▸ WORK TO DO
Set out all the items below as a numbered list, leaving out blank lines.

-- BEGIN --

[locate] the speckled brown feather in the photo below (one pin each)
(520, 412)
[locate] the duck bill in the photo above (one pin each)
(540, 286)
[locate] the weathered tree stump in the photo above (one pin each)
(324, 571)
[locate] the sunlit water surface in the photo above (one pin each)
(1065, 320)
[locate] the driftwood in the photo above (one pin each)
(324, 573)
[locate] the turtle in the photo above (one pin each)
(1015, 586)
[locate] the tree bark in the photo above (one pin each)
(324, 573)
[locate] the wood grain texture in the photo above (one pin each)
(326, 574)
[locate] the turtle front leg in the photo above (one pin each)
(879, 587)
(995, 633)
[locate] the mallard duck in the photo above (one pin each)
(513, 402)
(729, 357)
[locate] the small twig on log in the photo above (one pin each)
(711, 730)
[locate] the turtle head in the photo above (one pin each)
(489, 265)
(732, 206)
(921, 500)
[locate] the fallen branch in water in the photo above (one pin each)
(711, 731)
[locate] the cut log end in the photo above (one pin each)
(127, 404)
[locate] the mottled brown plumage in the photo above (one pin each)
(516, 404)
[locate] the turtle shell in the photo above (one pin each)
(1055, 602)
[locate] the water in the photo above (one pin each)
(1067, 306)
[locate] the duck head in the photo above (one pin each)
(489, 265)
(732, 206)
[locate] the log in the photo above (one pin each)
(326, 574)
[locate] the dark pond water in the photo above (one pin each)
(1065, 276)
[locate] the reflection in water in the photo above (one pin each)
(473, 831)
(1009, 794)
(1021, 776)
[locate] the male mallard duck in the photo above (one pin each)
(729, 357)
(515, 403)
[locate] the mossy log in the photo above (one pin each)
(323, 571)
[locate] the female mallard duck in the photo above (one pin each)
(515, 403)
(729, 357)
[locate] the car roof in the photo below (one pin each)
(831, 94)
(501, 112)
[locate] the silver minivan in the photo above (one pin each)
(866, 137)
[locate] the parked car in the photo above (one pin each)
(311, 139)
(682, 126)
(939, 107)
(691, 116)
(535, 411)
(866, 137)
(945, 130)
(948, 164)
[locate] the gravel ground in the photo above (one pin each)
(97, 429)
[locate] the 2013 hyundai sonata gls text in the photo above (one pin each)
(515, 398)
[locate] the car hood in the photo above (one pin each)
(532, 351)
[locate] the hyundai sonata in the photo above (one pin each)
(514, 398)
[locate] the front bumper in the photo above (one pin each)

-- END --

▸ SOLUTION TO THE PROBLEM
1. [locate] the speckled brown feather in the photo below (one pin each)
2. (520, 412)
3. [locate] the duck bill in the photo above (one pin each)
4. (540, 286)
5. [locate] the weathered tree stump in the photo above (one pin each)
6. (324, 571)
7. [locate] the sunlit water surface in the photo above (one pin each)
8. (1065, 320)
9. [locate] the driftwood in the photo above (one pin each)
10. (324, 573)
11. [locate] the turtle in the photo above (one pin each)
12. (1015, 586)
13. [locate] the tree bark in the photo above (one pin each)
14. (324, 573)
15. [locate] the wood grain texture in the photo above (one pin each)
16. (326, 574)
17. [locate] the turtle front leg in the photo above (one pin each)
18. (879, 587)
19. (995, 633)
20. [locate] the mallard duck in the photo above (one pin each)
21. (513, 402)
22. (729, 357)
23. [locate] the small twig on log in the photo above (one pin each)
24. (711, 730)
25. [locate] the turtle head in the photo above (one pin each)
26. (489, 265)
27. (732, 206)
28. (921, 500)
29. [locate] the fallen branch in water in the photo above (one pin each)
30. (711, 731)
31. [locate] the cut log end in the photo above (one pin each)
32. (127, 404)
33. [locate] the mottled brown plumage in the photo above (one pin each)
34. (516, 404)
35. [locate] the turtle shell in the photo above (one pin each)
36. (1055, 602)
37. [locate] the water in the photo above (one pin each)
38. (1067, 306)
39. [locate] the duck head in the photo above (one pin each)
40. (489, 265)
41. (732, 206)
42. [locate] the log in the photo above (one pin each)
43. (326, 574)
44. [locate] the dark pond water in the photo above (one pin each)
45. (1065, 276)
46. [locate] the reflection in water in the photo above (one pin each)
47. (473, 831)
48. (1009, 794)
49. (1021, 776)
50. [locate] the male mallard duck in the photo above (one pin each)
51. (729, 357)
52. (515, 403)
53. [locate] the mossy log in the photo above (one pin each)
54. (323, 571)
55. [locate] the female mallard duck in the photo above (one pin each)
56. (515, 403)
57. (729, 357)
58. [locate] the car roof in the photo below (one pin each)
59. (831, 94)
60. (501, 112)
61. [locate] the silver minivan in the photo above (one pin each)
62. (866, 137)
63. [locate] the parked car in the photo above (one pin each)
64. (311, 139)
65. (682, 126)
66. (939, 107)
67. (691, 116)
68. (535, 411)
69. (866, 137)
70. (945, 130)
71. (948, 164)
72. [locate] the gravel ground in the photo above (one pin each)
73. (97, 429)
74. [locate] the 2013 hyundai sonata gls text in the photo above (one pin each)
75. (515, 398)
76. [locate] the car hood in the photo above (one pin each)
77. (532, 351)
78. [locate] the hyundai sonata in the photo above (one pin each)
79. (514, 398)
80. [locate] the front bumper in the photo above (one pin each)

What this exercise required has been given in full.